Activity
From the first line to the last, retype the records exactly and skip the pictures.

---------- Data in this exercise

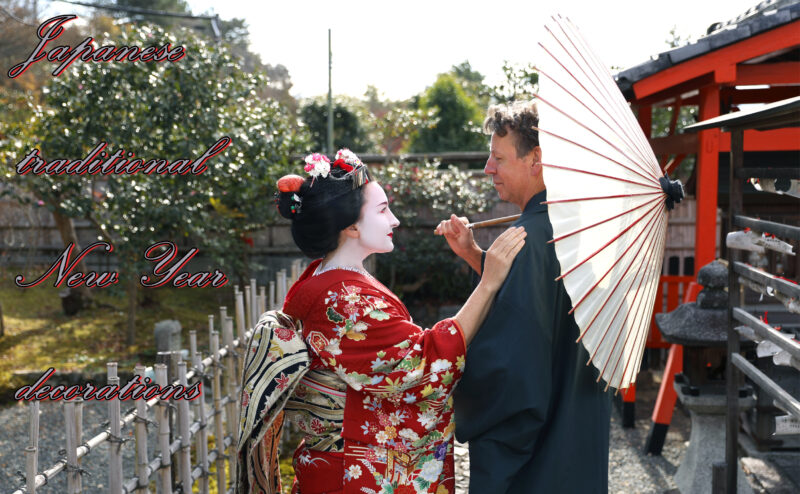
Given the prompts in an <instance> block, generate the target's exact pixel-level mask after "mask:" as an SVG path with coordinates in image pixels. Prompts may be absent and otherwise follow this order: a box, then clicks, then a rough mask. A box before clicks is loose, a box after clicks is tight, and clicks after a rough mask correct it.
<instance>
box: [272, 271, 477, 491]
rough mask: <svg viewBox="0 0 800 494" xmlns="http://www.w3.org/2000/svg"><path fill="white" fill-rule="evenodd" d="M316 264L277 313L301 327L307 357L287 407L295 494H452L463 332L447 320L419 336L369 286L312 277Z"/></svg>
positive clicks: (370, 279) (388, 292) (375, 281)
mask: <svg viewBox="0 0 800 494" xmlns="http://www.w3.org/2000/svg"><path fill="white" fill-rule="evenodd" d="M319 263H320V261H319V260H318V261H314V262H313V263H311V265H310V266H309V267H308V269H307V270H306V271H305V272H304V273H303V275H302V276H301V277H300V279H299V280H298V281H297V282H296V283H295V284H294V285H293V286H292V288H291V289H290V290H289V293H288V294H287V297H286V302H285V304H284V308H283V310H284V312H285V313H286V314H288V315H290V316H292V317H294V318H297V319H299V320H301V321H302V323H303V339H304V340H305V342H306V344H307V345H308V348H309V354H310V356H311V364H310V371H309V372H308V374H306V375H305V377H303V379H302V381H301V382H300V385H299V386H298V387H297V389H296V390H295V392H294V394H293V396H292V398H290V400H289V403H287V405H286V413H287V415H288V416H290V417H293V418H294V420H295V421H296V422H297V423H298V425H299V426H300V428H301V429H302V430H303V431H304V432H305V433H306V437H305V439H304V441H303V443H301V445H300V447H299V448H298V450H297V452H296V453H295V461H294V467H295V473H296V475H297V477H296V481H295V485H294V490H293V492H295V493H298V492H299V493H301V494H318V493H342V494H349V493H359V494H362V493H367V494H368V493H375V494H378V493H382V494H410V493H422V492H425V493H435V494H453V493H454V492H455V478H454V474H455V469H454V463H453V432H454V429H455V423H454V422H453V399H452V397H451V394H452V392H453V388H454V386H455V385H456V383H457V382H458V380H459V379H460V378H461V374H462V372H463V370H464V355H465V353H466V346H465V341H464V335H463V333H462V331H461V328H460V327H459V326H458V324H457V323H456V322H455V320H453V319H445V320H443V321H441V322H439V323H437V324H436V325H434V326H433V328H431V329H423V328H421V327H419V326H417V325H415V324H414V323H413V322H412V321H411V316H410V315H409V313H408V310H407V309H406V307H405V306H404V305H403V303H402V302H401V301H400V300H399V299H398V298H397V297H396V296H395V295H394V294H393V293H392V292H391V291H390V290H389V289H387V288H386V287H385V286H383V285H382V284H381V283H380V282H378V281H377V280H375V279H374V278H371V277H368V276H365V275H362V274H360V273H356V272H353V271H348V270H341V269H334V270H331V271H326V272H324V273H321V274H319V275H317V276H313V273H314V271H315V270H316V268H317V266H318V265H319Z"/></svg>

--------------------

Exercise solution
Given the prompts in an <instance> block, generate the target's exact pixel-level mask after "mask:" as an SVG path with coordinates in image pixels. Prompts may be absent and otherwise follow this order: a box, then clicks, then a rough mask. A box before clicks is loose, a box after clicks is tight, and clicks after a rough mask correct it.
<instance>
box: [272, 271, 477, 491]
rough mask: <svg viewBox="0 0 800 494" xmlns="http://www.w3.org/2000/svg"><path fill="white" fill-rule="evenodd" d="M316 264L277 313L301 327L307 357L287 407L295 494H452L463 332L447 320L419 336L369 286L312 277Z"/></svg>
positive clicks: (370, 279) (388, 292) (375, 281)
mask: <svg viewBox="0 0 800 494" xmlns="http://www.w3.org/2000/svg"><path fill="white" fill-rule="evenodd" d="M319 263H320V261H319V260H318V261H314V262H313V263H311V265H310V266H309V267H308V269H307V270H306V271H305V272H304V273H303V275H302V276H301V277H300V279H299V280H298V281H297V282H296V283H295V284H294V285H293V286H292V288H291V289H290V290H289V293H288V294H287V297H286V302H285V304H284V308H283V310H284V312H285V313H286V314H288V315H290V316H292V317H294V318H297V319H299V320H301V321H302V323H303V339H304V340H305V342H306V344H307V345H308V348H309V354H310V356H311V364H310V371H309V372H308V374H306V375H305V377H303V379H302V381H301V382H300V385H299V386H298V387H297V389H296V390H295V392H294V394H293V396H292V398H290V400H289V403H287V405H286V413H287V415H288V416H290V417H293V418H294V420H295V421H296V422H297V423H298V425H299V426H300V428H301V429H302V430H303V431H304V432H305V433H306V437H305V439H304V441H303V443H301V445H300V447H299V448H298V450H297V452H296V453H295V461H294V467H295V473H296V475H297V477H296V481H295V485H294V490H293V492H295V493H298V492H299V493H301V494H318V493H342V494H349V493H359V494H362V493H367V494H368V493H375V494H378V493H382V494H410V493H422V492H425V493H435V494H453V493H454V492H455V478H454V474H455V469H454V463H453V432H454V429H455V423H454V422H453V399H452V397H451V394H452V392H453V388H454V386H455V385H456V383H457V382H458V380H459V379H460V378H461V374H462V372H463V370H464V355H465V353H466V346H465V341H464V335H463V333H462V331H461V328H460V327H459V326H458V324H457V323H456V322H455V320H453V319H445V320H443V321H441V322H439V323H437V324H436V325H434V326H433V328H431V329H423V328H421V327H419V326H417V325H415V324H414V323H413V322H412V321H411V316H410V315H409V313H408V310H407V309H406V307H405V306H404V305H403V303H402V302H401V301H400V300H399V299H398V298H397V297H396V296H395V295H394V294H393V293H392V292H391V291H390V290H389V289H387V288H386V287H385V286H383V285H382V284H381V283H380V282H378V281H377V280H375V279H374V278H371V277H368V276H365V275H362V274H360V273H356V272H353V271H348V270H341V269H334V270H331V271H326V272H324V273H321V274H319V275H317V276H313V273H314V271H315V270H316V268H317V266H318V265H319Z"/></svg>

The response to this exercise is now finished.